WHAT YOU SHOULD DO:
What you return should be the full listing, word for word, without a single image.

===

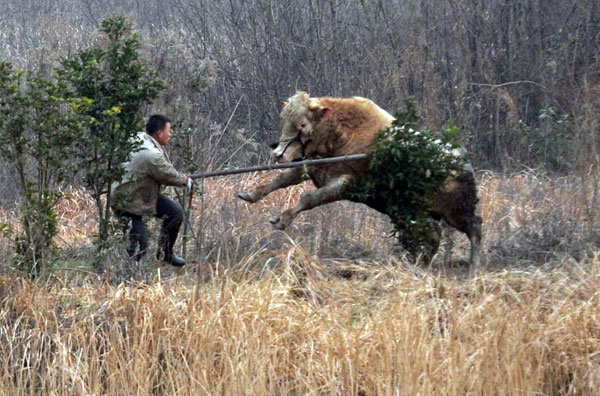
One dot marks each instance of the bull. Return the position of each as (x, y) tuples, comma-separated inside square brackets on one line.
[(313, 128)]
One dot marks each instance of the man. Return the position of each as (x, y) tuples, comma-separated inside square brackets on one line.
[(138, 194)]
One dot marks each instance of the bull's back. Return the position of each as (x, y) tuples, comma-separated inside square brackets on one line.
[(357, 120)]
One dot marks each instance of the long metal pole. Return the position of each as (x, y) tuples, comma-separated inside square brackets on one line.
[(279, 166)]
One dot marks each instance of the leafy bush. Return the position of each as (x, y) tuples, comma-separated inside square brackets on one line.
[(119, 84), (39, 125), (407, 169)]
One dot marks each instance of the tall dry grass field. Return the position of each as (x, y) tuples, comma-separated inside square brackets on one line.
[(328, 308)]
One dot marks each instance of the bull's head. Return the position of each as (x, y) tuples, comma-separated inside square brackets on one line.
[(299, 116)]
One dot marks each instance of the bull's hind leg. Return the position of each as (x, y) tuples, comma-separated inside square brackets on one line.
[(287, 178), (333, 191), (474, 235)]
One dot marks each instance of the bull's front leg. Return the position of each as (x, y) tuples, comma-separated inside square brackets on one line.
[(286, 179), (334, 190)]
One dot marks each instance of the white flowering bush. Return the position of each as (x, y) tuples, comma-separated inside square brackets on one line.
[(408, 167)]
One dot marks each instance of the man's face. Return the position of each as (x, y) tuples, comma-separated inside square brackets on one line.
[(163, 136)]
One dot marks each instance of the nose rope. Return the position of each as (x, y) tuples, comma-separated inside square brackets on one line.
[(296, 138)]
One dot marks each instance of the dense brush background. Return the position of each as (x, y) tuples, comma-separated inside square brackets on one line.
[(331, 306)]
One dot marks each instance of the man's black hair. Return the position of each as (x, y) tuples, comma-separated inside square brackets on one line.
[(156, 123)]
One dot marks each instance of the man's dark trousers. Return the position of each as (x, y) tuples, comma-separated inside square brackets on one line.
[(172, 215)]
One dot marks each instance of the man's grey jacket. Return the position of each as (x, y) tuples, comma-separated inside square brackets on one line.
[(147, 169)]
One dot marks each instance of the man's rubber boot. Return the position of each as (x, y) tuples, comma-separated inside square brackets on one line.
[(165, 251)]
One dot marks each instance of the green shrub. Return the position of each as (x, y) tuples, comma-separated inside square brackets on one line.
[(39, 126), (408, 166), (119, 84)]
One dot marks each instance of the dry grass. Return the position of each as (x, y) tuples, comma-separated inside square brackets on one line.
[(324, 309)]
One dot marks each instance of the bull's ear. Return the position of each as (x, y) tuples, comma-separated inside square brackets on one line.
[(326, 112)]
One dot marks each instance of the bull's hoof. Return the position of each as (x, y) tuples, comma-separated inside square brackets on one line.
[(277, 223), (246, 197)]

===

RESPONSE BELOW:
One dot marks each instance of the bull. Return the position of each as (x, y) tuples, comma-separated inside square brackets on one line.
[(313, 128)]
One dot marks each instance of the man. Return the position of each as (x, y) tuples, comma-separated inside square brackets on one line.
[(138, 194)]
One dot marks each instance of the bull's back. Return the position of each as (x, y) tuples, comma-separated inside square brackets on one line.
[(357, 120)]
One dot marks each instance of the long metal pole. Return the position of each as (x, y) tuples, comma-separated inside square brackets on one line.
[(279, 166)]
One dot marks each instance of the leafy bush. Return the position of each as (x, y) tuples, comma-separated inside square brackets on one line.
[(119, 84), (39, 125), (407, 169)]
One dot marks each instance of the tall dry grass field. Return the position of each as (x, y) tuples, comma-separated inside square brackets on one line.
[(328, 308)]
One dot marks each instance of the bull's head. Return the position of each as (x, y) tuples, comma-separated inside square brackets on one line.
[(299, 116)]
One dot marks each instance of the bull's hind leg. Return the position of each as (x, y) tuples, comma-separated inside square brackets on one line.
[(287, 178), (333, 191), (474, 235)]
One dot marks each instance of the bull's front leg. Return the position of each as (x, y) tuples, comma-separated inside square brackets on one line.
[(286, 179), (334, 190)]
One dot marks each instance of the white flowering bush. Return the position of each as (x, y) tuples, comma-separated inside square brackets on one line.
[(408, 167)]
One dot marks each instance of the man's face. Return the position of each as (x, y) tuples, comma-separated inside square brackets on one line.
[(163, 136)]
One dot marks each instance of the nose rope. Return the position of each as (x, y) tuples, comma-separated inside square brackets on one line.
[(296, 138)]
One dot marks each instance of the dense brush background. Return the position of each as (x, y) tuples, comma-separated inside square brackets on one line.
[(331, 306)]
One dot marks each instance of the man's black hair. Return the position of each as (x, y) tuples, comma-separated inside square brackets on one line.
[(156, 123)]
One dot marks each instance of the man's dark trousers. Return the position of each as (x, y) tuples, comma-separated inside square brackets on one line.
[(172, 215)]
One dot marks each instance of the man's grey jacket. Return the position of each as (x, y) tuples, comma-separated inside square brackets on one line.
[(147, 169)]
One dot marks each instance of the man's rubber boot. Return the position of each as (x, y) tuples, comma-separated inside square brackets on one line.
[(165, 251)]
One dot marks each instance of the green shrub. Return the position of each as (x, y) tuples, comma-separated inside square brackets on one line.
[(39, 126), (408, 166), (119, 84)]
One dot marks each instance of the dry grass. Return the position of each as (x, y) tuples, comma-separated inside square brackets on one line.
[(324, 309)]
One dot marks each instance of the bull's ear. Return the position of each as (x, y) tuples, comma-separated inside square brackets on one line.
[(326, 112)]
One dot marks each instance of the bull's hoof. Return the position of each as (x, y) tuples, comma-separated inside square brackets on one line.
[(277, 223), (246, 197)]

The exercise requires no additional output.